• [Stated problem] Rewrite all of the material below as a Markdown table with two columns, Index and Entry. Each nonblank line gets its own row with its sequence number, and blank lines are skipped.

• [Supplied data]

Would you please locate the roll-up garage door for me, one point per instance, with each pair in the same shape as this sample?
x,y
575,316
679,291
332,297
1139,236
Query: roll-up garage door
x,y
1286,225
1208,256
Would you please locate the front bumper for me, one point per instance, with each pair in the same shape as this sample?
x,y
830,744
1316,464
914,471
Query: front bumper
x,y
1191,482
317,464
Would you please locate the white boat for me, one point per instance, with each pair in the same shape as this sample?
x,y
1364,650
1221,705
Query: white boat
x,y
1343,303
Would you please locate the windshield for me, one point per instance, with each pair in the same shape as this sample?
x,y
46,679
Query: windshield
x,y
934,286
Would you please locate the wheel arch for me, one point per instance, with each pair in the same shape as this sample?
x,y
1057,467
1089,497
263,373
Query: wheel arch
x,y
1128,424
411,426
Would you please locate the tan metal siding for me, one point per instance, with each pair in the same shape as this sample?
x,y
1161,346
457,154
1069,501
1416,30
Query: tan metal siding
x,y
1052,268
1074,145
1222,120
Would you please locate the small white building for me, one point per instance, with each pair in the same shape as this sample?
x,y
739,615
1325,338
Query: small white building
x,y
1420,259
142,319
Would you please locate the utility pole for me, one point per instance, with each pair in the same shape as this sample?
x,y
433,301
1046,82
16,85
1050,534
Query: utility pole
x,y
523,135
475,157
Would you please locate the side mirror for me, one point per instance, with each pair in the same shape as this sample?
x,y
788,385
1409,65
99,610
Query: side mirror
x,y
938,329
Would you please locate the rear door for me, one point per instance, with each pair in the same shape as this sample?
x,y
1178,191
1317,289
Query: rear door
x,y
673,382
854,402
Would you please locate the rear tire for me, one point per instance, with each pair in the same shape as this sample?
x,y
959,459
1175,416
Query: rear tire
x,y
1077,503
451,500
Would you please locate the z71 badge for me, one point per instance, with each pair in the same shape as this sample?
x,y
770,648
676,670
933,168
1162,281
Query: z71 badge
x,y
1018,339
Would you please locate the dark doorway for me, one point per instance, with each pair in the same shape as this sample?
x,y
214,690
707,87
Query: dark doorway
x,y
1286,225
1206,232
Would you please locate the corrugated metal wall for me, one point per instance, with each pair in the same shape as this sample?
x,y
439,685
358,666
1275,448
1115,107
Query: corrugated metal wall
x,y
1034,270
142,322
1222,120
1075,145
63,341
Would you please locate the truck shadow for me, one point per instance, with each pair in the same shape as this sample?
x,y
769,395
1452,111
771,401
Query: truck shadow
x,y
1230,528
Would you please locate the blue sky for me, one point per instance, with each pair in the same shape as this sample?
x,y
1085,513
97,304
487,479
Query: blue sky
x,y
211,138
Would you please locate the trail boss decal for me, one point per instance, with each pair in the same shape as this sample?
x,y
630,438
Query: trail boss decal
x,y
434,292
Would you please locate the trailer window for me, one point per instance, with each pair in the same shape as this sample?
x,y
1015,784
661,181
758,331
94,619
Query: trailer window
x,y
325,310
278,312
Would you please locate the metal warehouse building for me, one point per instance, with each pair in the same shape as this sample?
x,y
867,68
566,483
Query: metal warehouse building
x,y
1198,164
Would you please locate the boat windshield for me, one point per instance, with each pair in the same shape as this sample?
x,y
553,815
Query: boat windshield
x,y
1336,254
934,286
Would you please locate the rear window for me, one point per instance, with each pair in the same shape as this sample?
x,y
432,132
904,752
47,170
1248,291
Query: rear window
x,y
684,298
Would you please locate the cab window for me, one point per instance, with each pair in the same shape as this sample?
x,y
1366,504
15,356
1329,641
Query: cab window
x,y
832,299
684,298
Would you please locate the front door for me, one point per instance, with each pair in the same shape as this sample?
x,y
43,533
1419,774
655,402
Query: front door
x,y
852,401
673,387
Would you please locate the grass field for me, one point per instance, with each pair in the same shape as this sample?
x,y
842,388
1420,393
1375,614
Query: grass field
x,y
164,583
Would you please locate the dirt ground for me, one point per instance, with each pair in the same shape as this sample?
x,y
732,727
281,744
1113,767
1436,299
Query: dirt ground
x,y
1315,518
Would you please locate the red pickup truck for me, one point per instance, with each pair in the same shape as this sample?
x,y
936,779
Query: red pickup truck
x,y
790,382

• [Exercise answer]
| Index | Entry |
|---|---|
| 1 | Would you please locate the roll-up garage door for me, one point per instance, with each pair in the same shape as this sample? |
| 2 | x,y |
| 3 | 575,316 |
| 4 | 679,291 |
| 5 | 332,297 |
| 6 | 1139,236 |
| 7 | Query: roll-up garage door |
| 8 | x,y |
| 9 | 1286,225 |
| 10 | 1208,256 |
| 11 | Would you please locate the front bumper for me, one point per instance, with each pair in the same shape as this sample? |
| 12 | x,y |
| 13 | 830,744 |
| 14 | 1316,464 |
| 15 | 914,471 |
| 16 | Query: front bumper |
| 17 | x,y |
| 18 | 1191,482 |
| 19 | 317,464 |
| 20 | Would you please locate the white boat for me, one point per instance, with each pair in the same shape as this sample? |
| 21 | x,y |
| 22 | 1364,650 |
| 23 | 1221,705 |
| 24 | Query: white boat |
| 25 | x,y |
| 26 | 1343,303 |
| 27 | Would you please locate the windshield for me, one point per instance, with each pair in the same shape as this sample? |
| 28 | x,y |
| 29 | 46,679 |
| 30 | Query: windshield |
| 31 | x,y |
| 32 | 934,286 |
| 33 | Would you please locate the wheel arch for me, one point per instance, with each pair in the same shape as this sample? |
| 34 | x,y |
| 35 | 1057,467 |
| 36 | 1089,497 |
| 37 | 263,373 |
| 38 | Query: wheel arch |
| 39 | x,y |
| 40 | 1128,424 |
| 41 | 411,426 |
| 42 | Would you please locate the tan metal siding for me, one point per instance, with each pair in the same shape as this sample? |
| 43 | x,y |
| 44 | 1161,346 |
| 45 | 457,154 |
| 46 | 1069,501 |
| 47 | 1416,30 |
| 48 | Query: tan metal siding |
| 49 | x,y |
| 50 | 1052,268 |
| 51 | 1074,145 |
| 52 | 1222,120 |
| 53 | Would you please locate the small white building for me, one point per instance, with each pair in the same shape as this sample? |
| 54 | x,y |
| 55 | 739,615 |
| 56 | 1325,338 |
| 57 | Query: small white building |
| 58 | x,y |
| 59 | 1420,259 |
| 60 | 142,319 |
| 61 | Would you please locate the utility pole for me, one point per instance, with each pair in the same shape as this sample? |
| 62 | x,y |
| 63 | 433,301 |
| 64 | 1046,82 |
| 65 | 16,85 |
| 66 | 1050,534 |
| 67 | Query: utility pole |
| 68 | x,y |
| 69 | 523,135 |
| 70 | 475,157 |
| 71 | Would you please locate the side mirror for me, one point per instance, with each pair in the same shape as this sample? |
| 72 | x,y |
| 73 | 788,385 |
| 74 | 1409,65 |
| 75 | 99,610 |
| 76 | Query: side mirror |
| 77 | x,y |
| 78 | 938,329 |
| 79 | Would you please locate the rear door for me, one point per instance, with each pair in the same shape as this sample? |
| 80 | x,y |
| 81 | 1178,191 |
| 82 | 1317,289 |
| 83 | Query: rear door |
| 84 | x,y |
| 85 | 673,382 |
| 86 | 854,402 |
| 87 | Would you please locate the rear tire for me, one point per instance, with each pair in the same shape as this sample? |
| 88 | x,y |
| 89 | 959,459 |
| 90 | 1175,416 |
| 91 | Query: rear tire |
| 92 | x,y |
| 93 | 1077,503 |
| 94 | 451,500 |
| 95 | Would you please locate the z71 badge for me, one point per instance, with each pair in the same shape as this sample? |
| 96 | x,y |
| 97 | 770,648 |
| 98 | 676,670 |
| 99 | 933,168 |
| 100 | 1162,281 |
| 101 | Query: z71 badge |
| 102 | x,y |
| 103 | 1018,339 |
| 104 | Would you please locate the dark doorway for me, one point per instance, with each pair in the same shape as this sample? |
| 105 | x,y |
| 106 | 214,690 |
| 107 | 707,87 |
| 108 | Query: dark doorway |
| 109 | x,y |
| 110 | 1286,225 |
| 111 | 1206,232 |
| 112 | Would you please locate the corrugated metal wall for me, one point per instance, with each pair in the same shape as this sample? |
| 113 | x,y |
| 114 | 439,685 |
| 115 | 358,666 |
| 116 | 1275,448 |
| 117 | 1115,107 |
| 118 | Query: corrugated metal wall |
| 119 | x,y |
| 120 | 1034,270 |
| 121 | 142,322 |
| 122 | 1222,120 |
| 123 | 1075,145 |
| 124 | 63,341 |
| 125 | Would you please locate the truck shadow for me, one point per instance, with each pair in the same shape as this sample? |
| 126 | x,y |
| 127 | 769,395 |
| 128 | 1452,111 |
| 129 | 771,401 |
| 130 | Query: truck shadow |
| 131 | x,y |
| 132 | 1230,528 |
| 133 | Would you please locate the blue sky for me, one point per instance, with each pair in the same shape as this sample? |
| 134 | x,y |
| 135 | 1085,513 |
| 136 | 97,304 |
| 137 | 487,479 |
| 138 | Query: blue sky |
| 139 | x,y |
| 140 | 211,138 |
| 141 | Would you please locate the trail boss decal for me, one point per instance, with each pair in the same shape as this sample? |
| 142 | x,y |
| 143 | 630,438 |
| 144 | Query: trail boss decal |
| 145 | x,y |
| 146 | 434,292 |
| 147 | Would you please locate the trailer window for me, one point per instance, with each pair in the same shape as this sample? |
| 148 | x,y |
| 149 | 1015,784 |
| 150 | 661,181 |
| 151 | 758,331 |
| 152 | 94,619 |
| 153 | Query: trailer window |
| 154 | x,y |
| 155 | 325,310 |
| 156 | 278,312 |
| 157 | Would you please locate the metal warehouse building for me, one point per instance, with each pair in the same shape as this sample? |
| 158 | x,y |
| 159 | 867,68 |
| 160 | 566,483 |
| 161 | Query: metal warehouse building |
| 162 | x,y |
| 163 | 1198,164 |
| 164 | Would you please locate the boat windshield for me, one point per instance, with each pair in the same shape as this sample? |
| 165 | x,y |
| 166 | 553,815 |
| 167 | Query: boat windshield |
| 168 | x,y |
| 169 | 1336,254 |
| 170 | 934,286 |
| 171 | Would you please locate the rear window for me, one point per instance, with each pair in the same shape as this sample? |
| 172 | x,y |
| 173 | 432,132 |
| 174 | 904,752 |
| 175 | 47,170 |
| 176 | 1248,291 |
| 177 | Query: rear window |
| 178 | x,y |
| 179 | 684,298 |
| 180 | Would you please locate the cab window for me, one point per instance, with each pair in the same shape as this sample? |
| 181 | x,y |
| 182 | 1366,504 |
| 183 | 15,356 |
| 184 | 1329,641 |
| 185 | Query: cab window |
| 186 | x,y |
| 187 | 832,299 |
| 188 | 684,298 |
| 189 | Would you please locate the front door for me, one point per instance, with each pair in the same shape as this sample? |
| 190 | x,y |
| 191 | 43,533 |
| 192 | 1419,774 |
| 193 | 655,402 |
| 194 | Query: front door |
| 195 | x,y |
| 196 | 852,401 |
| 197 | 673,387 |
| 198 | Would you please locate the grass field for me, one point per instance, with each pair in the same shape as this sample? |
| 199 | x,y |
| 200 | 842,388 |
| 201 | 1420,393 |
| 202 | 1375,614 |
| 203 | Query: grass field |
| 204 | x,y |
| 205 | 164,583 |
| 206 | Would you please locate the dirt ground for me, one point per instance, with each pair in the same shape as this sample? |
| 207 | x,y |
| 208 | 732,727 |
| 209 | 281,744 |
| 210 | 1113,767 |
| 211 | 1436,299 |
| 212 | Query: dirt ground |
| 213 | x,y |
| 214 | 1315,518 |
| 215 | Would you please locate the red pickup truck for me, one point per instance, with each pair in the same shape as this sample? |
| 216 | x,y |
| 217 | 936,779 |
| 218 | Query: red pickup truck |
| 219 | x,y |
| 220 | 790,382 |